* Task requirements: Indicate how many lines in the listing below contain the word "tree". No other output is permitted.

* Given information:
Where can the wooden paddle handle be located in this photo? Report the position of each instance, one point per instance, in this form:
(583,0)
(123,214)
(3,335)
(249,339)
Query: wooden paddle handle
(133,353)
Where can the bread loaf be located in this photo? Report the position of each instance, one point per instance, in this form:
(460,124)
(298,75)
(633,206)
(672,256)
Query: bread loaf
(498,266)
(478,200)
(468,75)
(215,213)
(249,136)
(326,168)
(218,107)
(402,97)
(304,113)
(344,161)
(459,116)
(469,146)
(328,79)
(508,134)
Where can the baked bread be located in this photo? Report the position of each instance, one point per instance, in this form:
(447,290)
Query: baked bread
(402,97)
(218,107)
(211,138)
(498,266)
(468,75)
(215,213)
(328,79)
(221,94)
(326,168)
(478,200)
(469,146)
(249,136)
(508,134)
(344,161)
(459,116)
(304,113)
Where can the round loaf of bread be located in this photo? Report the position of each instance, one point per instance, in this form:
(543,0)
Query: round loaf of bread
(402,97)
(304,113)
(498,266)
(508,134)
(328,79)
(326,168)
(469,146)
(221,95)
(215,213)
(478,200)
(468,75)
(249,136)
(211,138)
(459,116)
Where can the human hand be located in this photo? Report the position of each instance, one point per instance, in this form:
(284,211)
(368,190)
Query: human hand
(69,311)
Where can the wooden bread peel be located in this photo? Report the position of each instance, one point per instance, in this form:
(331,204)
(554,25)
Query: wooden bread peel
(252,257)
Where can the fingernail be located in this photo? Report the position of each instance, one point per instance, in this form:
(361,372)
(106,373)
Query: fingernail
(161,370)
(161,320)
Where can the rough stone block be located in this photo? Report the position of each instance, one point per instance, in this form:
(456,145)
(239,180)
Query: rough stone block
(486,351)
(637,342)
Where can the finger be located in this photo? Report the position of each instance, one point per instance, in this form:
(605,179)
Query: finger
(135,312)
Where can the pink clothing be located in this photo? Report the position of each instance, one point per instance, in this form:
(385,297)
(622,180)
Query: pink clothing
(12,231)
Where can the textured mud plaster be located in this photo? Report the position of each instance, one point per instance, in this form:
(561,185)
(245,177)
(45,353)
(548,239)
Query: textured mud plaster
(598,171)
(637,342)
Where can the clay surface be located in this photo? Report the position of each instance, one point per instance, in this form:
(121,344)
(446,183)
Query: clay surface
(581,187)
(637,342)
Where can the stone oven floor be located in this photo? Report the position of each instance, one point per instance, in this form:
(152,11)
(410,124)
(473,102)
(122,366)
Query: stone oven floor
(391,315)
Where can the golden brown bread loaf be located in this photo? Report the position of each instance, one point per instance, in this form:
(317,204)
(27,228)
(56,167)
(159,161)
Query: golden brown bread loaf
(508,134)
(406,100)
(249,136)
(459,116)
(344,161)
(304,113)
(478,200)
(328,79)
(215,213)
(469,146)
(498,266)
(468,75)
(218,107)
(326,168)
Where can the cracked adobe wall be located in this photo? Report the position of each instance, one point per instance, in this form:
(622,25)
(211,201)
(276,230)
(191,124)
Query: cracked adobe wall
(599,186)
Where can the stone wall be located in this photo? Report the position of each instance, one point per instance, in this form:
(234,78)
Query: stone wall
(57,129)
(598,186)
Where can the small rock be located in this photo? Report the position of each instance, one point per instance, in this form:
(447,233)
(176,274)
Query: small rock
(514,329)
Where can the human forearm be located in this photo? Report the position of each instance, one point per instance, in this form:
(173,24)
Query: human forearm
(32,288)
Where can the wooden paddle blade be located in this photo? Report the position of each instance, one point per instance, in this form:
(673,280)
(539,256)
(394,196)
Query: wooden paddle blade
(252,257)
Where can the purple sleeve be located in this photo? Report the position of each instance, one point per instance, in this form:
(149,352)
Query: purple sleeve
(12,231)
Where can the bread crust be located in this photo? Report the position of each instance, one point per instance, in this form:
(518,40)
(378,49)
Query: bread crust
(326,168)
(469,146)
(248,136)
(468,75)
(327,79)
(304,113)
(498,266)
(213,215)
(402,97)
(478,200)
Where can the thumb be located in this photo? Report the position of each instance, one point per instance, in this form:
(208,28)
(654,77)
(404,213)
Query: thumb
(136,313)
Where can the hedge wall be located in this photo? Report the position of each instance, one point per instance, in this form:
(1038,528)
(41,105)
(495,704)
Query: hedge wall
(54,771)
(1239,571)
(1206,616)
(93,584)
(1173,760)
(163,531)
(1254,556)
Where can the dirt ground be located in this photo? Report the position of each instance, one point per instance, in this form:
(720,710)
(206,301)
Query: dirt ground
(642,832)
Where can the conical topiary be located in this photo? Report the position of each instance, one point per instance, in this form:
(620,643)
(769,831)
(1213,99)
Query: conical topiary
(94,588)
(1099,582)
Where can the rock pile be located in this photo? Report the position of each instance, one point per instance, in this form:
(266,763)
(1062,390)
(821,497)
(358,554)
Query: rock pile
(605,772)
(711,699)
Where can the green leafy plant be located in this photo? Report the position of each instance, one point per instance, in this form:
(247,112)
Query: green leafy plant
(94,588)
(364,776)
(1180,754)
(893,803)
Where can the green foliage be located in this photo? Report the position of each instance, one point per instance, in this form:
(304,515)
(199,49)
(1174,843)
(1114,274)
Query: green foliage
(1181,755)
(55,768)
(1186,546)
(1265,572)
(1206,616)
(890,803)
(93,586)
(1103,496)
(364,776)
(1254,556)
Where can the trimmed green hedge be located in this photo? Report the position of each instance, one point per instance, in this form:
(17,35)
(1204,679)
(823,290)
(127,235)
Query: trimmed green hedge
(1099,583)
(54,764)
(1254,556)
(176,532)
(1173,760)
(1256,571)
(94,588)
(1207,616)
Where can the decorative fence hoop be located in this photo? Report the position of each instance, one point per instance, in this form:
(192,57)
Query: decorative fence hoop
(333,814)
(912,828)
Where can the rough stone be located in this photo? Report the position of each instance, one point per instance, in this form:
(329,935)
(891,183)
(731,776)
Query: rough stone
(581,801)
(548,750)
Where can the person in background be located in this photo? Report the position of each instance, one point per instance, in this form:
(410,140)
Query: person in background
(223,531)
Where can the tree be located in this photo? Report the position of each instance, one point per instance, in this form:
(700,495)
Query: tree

* Exercise answer: 2